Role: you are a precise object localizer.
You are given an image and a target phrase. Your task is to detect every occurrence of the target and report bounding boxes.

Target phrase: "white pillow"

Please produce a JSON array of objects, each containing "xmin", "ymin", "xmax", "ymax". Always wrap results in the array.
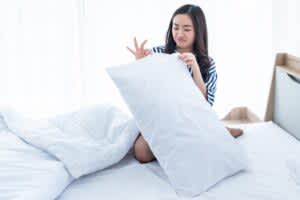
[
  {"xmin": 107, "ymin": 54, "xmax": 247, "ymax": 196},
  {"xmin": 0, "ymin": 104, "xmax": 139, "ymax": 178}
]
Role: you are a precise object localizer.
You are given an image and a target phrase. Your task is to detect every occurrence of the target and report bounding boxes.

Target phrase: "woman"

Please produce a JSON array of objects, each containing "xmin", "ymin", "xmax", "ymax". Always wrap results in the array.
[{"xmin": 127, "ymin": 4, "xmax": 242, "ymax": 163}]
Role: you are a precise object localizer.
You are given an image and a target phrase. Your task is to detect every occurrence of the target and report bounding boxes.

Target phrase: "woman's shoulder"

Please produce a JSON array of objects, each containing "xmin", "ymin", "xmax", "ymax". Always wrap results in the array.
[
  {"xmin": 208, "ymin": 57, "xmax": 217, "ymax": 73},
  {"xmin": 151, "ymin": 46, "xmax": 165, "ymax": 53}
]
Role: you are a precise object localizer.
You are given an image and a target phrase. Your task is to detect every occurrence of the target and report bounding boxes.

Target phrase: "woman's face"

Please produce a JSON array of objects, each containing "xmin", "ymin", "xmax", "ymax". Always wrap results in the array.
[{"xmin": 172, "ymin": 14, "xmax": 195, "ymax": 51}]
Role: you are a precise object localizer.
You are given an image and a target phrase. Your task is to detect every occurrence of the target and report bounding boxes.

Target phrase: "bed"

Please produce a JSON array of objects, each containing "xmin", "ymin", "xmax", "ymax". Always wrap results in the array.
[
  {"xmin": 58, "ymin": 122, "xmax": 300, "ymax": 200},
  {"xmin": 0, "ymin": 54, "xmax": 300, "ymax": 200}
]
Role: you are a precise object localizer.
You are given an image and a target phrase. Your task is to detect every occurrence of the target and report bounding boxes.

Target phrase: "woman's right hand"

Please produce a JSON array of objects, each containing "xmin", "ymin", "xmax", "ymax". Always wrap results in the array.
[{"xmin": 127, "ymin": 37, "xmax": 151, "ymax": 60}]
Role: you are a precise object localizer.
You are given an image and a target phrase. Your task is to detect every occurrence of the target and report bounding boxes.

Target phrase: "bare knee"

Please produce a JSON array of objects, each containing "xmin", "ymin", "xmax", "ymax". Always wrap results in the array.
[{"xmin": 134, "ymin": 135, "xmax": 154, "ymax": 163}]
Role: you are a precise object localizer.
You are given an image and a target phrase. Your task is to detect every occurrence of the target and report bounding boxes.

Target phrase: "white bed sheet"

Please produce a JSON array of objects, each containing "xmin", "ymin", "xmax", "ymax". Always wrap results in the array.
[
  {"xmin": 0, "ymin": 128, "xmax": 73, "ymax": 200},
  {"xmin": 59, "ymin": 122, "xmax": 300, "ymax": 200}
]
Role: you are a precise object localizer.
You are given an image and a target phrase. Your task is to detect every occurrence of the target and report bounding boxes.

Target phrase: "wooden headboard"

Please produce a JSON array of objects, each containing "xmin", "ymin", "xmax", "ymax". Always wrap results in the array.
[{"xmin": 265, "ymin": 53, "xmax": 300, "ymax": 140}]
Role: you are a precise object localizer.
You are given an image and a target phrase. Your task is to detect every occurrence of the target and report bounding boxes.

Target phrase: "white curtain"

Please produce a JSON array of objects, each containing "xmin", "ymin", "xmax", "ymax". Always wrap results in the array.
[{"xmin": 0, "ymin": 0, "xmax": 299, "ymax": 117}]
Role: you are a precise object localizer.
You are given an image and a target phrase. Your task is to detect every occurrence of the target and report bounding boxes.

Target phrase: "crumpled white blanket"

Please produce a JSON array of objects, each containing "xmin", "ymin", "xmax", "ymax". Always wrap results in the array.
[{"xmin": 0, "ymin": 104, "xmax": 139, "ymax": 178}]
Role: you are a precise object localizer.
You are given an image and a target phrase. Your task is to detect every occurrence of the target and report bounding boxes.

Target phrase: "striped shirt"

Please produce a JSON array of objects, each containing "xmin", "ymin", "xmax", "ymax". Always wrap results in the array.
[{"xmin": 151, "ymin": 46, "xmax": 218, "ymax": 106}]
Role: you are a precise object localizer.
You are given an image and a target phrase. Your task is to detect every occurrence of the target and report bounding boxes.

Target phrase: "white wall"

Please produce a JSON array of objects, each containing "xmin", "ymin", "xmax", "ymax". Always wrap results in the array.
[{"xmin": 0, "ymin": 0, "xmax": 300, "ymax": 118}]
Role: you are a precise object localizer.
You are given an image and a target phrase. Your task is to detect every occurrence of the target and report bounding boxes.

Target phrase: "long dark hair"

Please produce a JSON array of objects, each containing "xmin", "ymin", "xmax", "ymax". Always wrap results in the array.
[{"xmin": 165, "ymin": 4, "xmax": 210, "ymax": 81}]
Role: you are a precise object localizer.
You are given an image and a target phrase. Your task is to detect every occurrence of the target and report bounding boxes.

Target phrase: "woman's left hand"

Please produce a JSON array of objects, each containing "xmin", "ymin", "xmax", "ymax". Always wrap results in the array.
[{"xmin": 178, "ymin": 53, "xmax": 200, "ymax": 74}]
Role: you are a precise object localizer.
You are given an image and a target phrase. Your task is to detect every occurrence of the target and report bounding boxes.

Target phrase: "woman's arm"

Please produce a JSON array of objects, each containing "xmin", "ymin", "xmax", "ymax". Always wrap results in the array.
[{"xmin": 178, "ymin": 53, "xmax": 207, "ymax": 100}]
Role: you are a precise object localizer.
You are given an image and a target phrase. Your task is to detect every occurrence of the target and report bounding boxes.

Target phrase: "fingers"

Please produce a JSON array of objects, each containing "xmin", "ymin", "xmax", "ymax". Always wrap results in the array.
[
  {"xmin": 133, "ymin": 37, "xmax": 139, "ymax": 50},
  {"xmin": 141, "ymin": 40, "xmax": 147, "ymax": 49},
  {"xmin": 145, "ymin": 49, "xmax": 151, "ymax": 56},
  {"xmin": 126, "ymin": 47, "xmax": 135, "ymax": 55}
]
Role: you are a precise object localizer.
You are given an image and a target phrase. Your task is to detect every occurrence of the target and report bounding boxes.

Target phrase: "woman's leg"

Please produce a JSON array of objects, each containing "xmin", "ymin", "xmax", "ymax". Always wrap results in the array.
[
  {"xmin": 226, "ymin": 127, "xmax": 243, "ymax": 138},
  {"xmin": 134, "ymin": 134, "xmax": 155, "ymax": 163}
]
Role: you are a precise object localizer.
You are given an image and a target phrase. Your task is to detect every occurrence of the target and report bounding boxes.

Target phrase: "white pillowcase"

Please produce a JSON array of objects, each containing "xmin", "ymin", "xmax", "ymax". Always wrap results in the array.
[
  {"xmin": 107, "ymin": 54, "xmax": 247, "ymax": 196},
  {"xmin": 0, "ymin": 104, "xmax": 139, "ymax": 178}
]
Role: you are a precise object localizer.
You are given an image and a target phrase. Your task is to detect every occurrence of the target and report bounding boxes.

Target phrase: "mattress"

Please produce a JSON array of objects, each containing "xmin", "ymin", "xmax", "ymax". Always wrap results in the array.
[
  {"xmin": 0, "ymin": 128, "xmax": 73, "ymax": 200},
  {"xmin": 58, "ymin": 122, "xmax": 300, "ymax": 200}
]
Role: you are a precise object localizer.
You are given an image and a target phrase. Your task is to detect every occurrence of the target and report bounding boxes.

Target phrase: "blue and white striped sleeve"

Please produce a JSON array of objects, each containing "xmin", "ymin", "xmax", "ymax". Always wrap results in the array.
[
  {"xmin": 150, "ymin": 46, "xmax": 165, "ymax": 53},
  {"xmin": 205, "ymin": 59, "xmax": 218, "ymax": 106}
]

+++

Pick out each line of the data above that contains the word "striped", and copy those lines in full.

#### Full output
Target phrase: "striped shirt"
Target phrase: "blue and white striped sleeve"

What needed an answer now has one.